Tarefa proposta 1:
No trecho sobre o Plano Diretor de São Paulo, reescreva de forma mais concisa o parágrafo que começa com "Moradora a vida toda da zona leste", mantendo os fatos principais.

A prefeitura afirma que o Plano Diretor visa "estimular o adensamento populacional e construtivo de territórios situados na Zona de Estruturação Urbana (ZEU), ou seja, porções da cidade com boa infraestrutura e junto a eixos de transporte público coletivo". "O objetivo é, com isso, aproximar emprego e moradia, reduzir distâncias e melhorar a qualidade de vida de quem vive na cidade", disse, por meio de nota da Secretaria de Urbanismo e Licenciamento.
Segundo o relator da revisão do plano na Câmara dos Vereadores, vereador Rodrigo Goulart (PSD), o texto aprovado conduzirá a "uma cidade mais justa, mais inclusiva e mais preocupada em cuidar de suas áreas verdes".
É igualmente esperançosa a perspectiva dos que tentam chegar agora ao bairro. Gente como a servidora pública federal aposentada Magali de Jesus Lopes, que no último dia 24 visitava o estande de um prédio a ser erguido no início da Cardoso de Almeida: apartamentos de um dormitório e 28 m² "com varanda e lazer completo" a partir de R$ 289 mil.
Moradora a vida toda da zona leste e há 20 anos na Penha, ela almeja se mudar para Perdizes por ser um bairro mais verde e mais moderno. E, embora também não goste de obras, relativiza a grita dos que resistem à verticalização. "Essa explosão imobiliária não é só aqui. A zona leste toda está assim, na Penha só tem obra, me incomoda muito. Não sei se vai sobrar algum lugar pacato em São Paulo."

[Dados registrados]
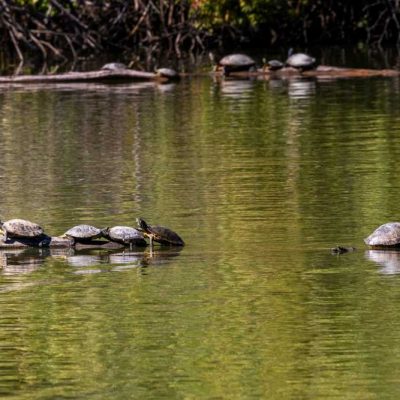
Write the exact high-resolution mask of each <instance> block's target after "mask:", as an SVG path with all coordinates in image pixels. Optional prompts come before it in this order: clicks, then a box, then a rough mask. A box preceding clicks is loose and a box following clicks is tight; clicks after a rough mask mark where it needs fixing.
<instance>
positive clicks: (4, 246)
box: [0, 235, 125, 250]
mask: <svg viewBox="0 0 400 400" xmlns="http://www.w3.org/2000/svg"><path fill="white" fill-rule="evenodd" d="M28 247H37V248H72V247H73V248H75V249H77V250H81V249H97V248H101V249H119V248H123V247H125V246H124V245H123V244H120V243H116V242H109V241H105V240H90V241H87V242H85V243H74V240H72V239H70V238H66V237H59V236H47V235H42V236H40V237H37V238H11V237H9V238H7V241H4V236H0V249H24V248H28Z"/></svg>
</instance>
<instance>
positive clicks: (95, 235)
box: [63, 224, 103, 243]
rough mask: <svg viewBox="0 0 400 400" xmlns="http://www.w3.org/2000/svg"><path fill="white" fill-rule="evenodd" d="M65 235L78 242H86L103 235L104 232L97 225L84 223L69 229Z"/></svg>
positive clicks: (102, 235) (68, 229)
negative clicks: (90, 224)
mask: <svg viewBox="0 0 400 400" xmlns="http://www.w3.org/2000/svg"><path fill="white" fill-rule="evenodd" d="M63 236H64V237H69V238H71V239H73V240H74V241H75V242H76V243H79V242H81V243H85V242H89V241H91V240H92V239H96V238H99V237H101V236H103V233H102V230H101V229H99V228H96V227H95V226H92V225H85V224H82V225H77V226H74V227H72V228H71V229H68V230H67V232H65V233H64V235H63Z"/></svg>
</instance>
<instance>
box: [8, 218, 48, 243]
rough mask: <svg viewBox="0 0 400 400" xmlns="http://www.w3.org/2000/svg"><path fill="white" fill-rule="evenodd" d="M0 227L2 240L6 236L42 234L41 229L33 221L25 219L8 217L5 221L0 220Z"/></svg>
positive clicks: (35, 237)
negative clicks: (31, 221) (7, 219)
mask: <svg viewBox="0 0 400 400" xmlns="http://www.w3.org/2000/svg"><path fill="white" fill-rule="evenodd" d="M0 228H1V230H2V231H3V233H4V241H7V238H8V237H15V238H38V237H41V236H43V235H44V232H43V229H42V228H41V227H40V226H39V225H38V224H35V223H34V222H31V221H27V220H25V219H18V218H15V219H10V220H8V221H6V222H1V221H0Z"/></svg>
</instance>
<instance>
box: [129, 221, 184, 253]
mask: <svg viewBox="0 0 400 400" xmlns="http://www.w3.org/2000/svg"><path fill="white" fill-rule="evenodd" d="M136 221H137V223H138V225H139V230H140V231H141V232H142V233H143V235H144V236H146V237H148V238H149V239H150V247H153V241H154V242H158V243H160V244H162V245H166V246H184V245H185V242H184V241H183V239H182V238H181V237H180V236H179V235H178V234H177V233H176V232H174V231H172V230H171V229H169V228H166V227H164V226H153V225H148V224H147V223H146V222H145V221H144V220H143V219H141V218H137V220H136Z"/></svg>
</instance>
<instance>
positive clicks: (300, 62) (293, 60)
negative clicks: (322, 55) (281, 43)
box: [285, 49, 316, 71]
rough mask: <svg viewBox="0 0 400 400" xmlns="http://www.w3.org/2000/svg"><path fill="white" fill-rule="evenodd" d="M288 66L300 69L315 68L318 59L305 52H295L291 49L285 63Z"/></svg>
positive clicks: (289, 66) (301, 69) (307, 68)
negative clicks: (295, 52)
mask: <svg viewBox="0 0 400 400" xmlns="http://www.w3.org/2000/svg"><path fill="white" fill-rule="evenodd" d="M285 64H286V65H287V66H288V67H292V68H296V69H298V70H300V71H305V70H308V69H313V68H315V66H316V59H315V58H314V57H311V56H309V55H308V54H304V53H294V54H293V49H290V50H289V54H288V58H287V60H286V63H285Z"/></svg>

Tarefa proposta 2:
Quais linhas da listagem trazem a palavra "positive"? Reúna todas elas.

Solução do exercício 1:
Moradora da zona leste a vida inteira e há 20 anos na Penha, ela quer se mudar para Perdizes, que considera mais verde e mais moderno. Também não gosta de obras, mas relativiza as queixas contra a verticalização. Segundo ela, a explosão imobiliária atinge toda a zona leste, e na Penha só há obras, o que a incomoda muito. Ela diz não saber se restará algum lugar pacato em São Paulo.

Solução do exercício 2:
positive clicks: (4, 246)
positive clicks: (95, 235)
positive clicks: (102, 235) (68, 229)
positive clicks: (35, 237)
positive clicks: (300, 62) (293, 60)
positive clicks: (289, 66) (301, 69) (307, 68)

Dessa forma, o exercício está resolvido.